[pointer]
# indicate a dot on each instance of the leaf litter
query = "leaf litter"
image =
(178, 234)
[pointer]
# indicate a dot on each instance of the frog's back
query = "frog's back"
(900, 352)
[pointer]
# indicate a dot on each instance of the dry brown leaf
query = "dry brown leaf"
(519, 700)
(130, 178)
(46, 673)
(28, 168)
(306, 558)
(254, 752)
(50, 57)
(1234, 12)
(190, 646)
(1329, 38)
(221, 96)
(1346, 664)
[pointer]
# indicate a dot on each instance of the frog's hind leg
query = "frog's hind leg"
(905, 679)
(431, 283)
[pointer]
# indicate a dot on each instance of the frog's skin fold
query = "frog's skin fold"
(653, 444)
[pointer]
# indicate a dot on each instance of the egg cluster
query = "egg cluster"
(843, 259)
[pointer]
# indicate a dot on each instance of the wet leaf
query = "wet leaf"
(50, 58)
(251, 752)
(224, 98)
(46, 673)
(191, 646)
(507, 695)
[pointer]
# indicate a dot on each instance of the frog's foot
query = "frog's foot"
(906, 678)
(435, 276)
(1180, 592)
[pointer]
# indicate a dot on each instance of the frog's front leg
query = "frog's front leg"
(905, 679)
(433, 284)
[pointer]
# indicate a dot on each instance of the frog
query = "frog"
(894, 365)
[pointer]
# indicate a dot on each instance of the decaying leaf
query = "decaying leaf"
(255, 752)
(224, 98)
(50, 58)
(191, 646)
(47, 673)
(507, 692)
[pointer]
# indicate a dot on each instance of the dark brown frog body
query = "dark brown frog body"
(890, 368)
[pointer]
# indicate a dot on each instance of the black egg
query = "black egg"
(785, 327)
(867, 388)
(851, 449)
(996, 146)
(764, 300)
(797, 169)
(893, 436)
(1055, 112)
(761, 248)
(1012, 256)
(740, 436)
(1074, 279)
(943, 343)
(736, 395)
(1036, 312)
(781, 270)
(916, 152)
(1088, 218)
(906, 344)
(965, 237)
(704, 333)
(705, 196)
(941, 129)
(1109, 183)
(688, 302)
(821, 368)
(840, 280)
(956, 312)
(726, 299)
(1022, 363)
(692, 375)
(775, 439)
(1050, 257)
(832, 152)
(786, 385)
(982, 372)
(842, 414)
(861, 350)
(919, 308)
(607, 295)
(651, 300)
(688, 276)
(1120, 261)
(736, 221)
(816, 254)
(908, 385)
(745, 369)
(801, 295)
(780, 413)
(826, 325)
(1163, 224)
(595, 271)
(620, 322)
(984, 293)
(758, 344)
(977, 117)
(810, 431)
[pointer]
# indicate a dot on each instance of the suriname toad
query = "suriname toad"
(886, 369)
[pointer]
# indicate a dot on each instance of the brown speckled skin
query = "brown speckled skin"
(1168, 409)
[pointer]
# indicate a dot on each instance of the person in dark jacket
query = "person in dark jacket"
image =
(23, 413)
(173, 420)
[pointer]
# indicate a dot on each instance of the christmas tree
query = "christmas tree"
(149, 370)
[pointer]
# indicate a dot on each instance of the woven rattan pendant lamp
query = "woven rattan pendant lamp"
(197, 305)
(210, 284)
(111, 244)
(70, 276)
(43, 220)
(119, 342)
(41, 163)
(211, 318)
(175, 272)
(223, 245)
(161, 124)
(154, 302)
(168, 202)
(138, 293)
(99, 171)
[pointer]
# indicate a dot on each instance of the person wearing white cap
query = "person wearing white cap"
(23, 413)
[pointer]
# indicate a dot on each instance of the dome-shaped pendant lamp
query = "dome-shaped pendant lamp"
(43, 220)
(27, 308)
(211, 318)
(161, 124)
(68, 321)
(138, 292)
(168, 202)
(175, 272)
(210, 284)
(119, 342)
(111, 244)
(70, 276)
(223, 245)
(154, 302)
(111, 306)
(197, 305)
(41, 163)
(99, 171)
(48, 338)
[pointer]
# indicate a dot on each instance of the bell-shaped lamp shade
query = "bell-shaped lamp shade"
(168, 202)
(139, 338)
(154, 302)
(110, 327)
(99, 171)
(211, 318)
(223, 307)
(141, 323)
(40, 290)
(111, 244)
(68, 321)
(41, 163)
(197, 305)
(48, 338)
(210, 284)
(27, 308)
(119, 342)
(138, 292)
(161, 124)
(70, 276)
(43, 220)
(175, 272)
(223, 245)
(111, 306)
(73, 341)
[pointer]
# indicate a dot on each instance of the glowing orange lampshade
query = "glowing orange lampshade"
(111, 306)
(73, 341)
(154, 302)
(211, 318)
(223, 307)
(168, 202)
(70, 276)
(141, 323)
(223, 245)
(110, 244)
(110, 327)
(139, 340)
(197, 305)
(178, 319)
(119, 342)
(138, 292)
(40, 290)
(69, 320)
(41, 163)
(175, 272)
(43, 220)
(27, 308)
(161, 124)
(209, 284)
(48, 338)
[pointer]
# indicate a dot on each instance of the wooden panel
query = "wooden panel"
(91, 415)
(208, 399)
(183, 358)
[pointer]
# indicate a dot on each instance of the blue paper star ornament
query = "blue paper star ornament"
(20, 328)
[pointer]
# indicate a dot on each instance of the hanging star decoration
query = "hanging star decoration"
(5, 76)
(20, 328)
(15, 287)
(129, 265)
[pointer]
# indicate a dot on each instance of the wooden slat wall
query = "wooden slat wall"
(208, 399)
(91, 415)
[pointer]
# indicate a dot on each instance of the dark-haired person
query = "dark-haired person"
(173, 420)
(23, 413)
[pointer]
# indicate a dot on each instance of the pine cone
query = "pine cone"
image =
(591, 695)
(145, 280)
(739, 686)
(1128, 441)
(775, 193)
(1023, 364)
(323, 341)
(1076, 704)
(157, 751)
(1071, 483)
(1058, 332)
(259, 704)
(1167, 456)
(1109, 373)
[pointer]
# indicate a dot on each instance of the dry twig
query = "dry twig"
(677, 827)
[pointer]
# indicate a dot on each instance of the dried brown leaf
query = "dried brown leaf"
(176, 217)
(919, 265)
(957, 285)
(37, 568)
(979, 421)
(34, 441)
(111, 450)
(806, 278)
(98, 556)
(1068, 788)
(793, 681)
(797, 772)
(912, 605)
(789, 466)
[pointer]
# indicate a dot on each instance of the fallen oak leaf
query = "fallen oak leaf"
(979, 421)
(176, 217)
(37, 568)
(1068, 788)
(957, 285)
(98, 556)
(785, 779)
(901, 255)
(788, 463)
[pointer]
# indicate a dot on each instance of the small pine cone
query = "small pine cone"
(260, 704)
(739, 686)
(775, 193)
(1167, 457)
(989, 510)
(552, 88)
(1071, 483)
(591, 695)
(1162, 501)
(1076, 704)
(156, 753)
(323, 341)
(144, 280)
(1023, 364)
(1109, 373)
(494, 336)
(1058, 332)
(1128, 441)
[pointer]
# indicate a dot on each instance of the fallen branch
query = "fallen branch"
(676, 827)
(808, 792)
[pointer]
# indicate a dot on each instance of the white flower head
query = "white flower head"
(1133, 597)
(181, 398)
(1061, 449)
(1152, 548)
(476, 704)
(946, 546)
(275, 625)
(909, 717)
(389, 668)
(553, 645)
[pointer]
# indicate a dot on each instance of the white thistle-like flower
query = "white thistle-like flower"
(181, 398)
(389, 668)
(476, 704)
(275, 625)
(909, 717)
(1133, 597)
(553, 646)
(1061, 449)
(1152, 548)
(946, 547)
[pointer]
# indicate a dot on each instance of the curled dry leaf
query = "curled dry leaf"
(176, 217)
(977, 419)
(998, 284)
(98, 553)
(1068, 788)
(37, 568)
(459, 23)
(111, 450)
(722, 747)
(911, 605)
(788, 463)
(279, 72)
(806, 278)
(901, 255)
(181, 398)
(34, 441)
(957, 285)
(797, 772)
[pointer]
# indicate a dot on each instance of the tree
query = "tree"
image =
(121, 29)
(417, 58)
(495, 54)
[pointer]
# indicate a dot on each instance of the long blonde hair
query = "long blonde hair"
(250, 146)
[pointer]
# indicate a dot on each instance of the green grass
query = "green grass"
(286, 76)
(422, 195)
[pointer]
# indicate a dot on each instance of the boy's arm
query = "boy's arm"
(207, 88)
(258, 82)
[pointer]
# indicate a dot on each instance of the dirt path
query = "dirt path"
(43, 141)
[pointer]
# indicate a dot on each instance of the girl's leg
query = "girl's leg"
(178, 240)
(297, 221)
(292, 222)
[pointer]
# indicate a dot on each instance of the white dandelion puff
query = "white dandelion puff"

========

__Problem statement__
In the entries above, copy each line that contains the string "puff".

__Your solution__
# indicate a dot on each instance of the white dandelion puff
query = "white dandelion puff"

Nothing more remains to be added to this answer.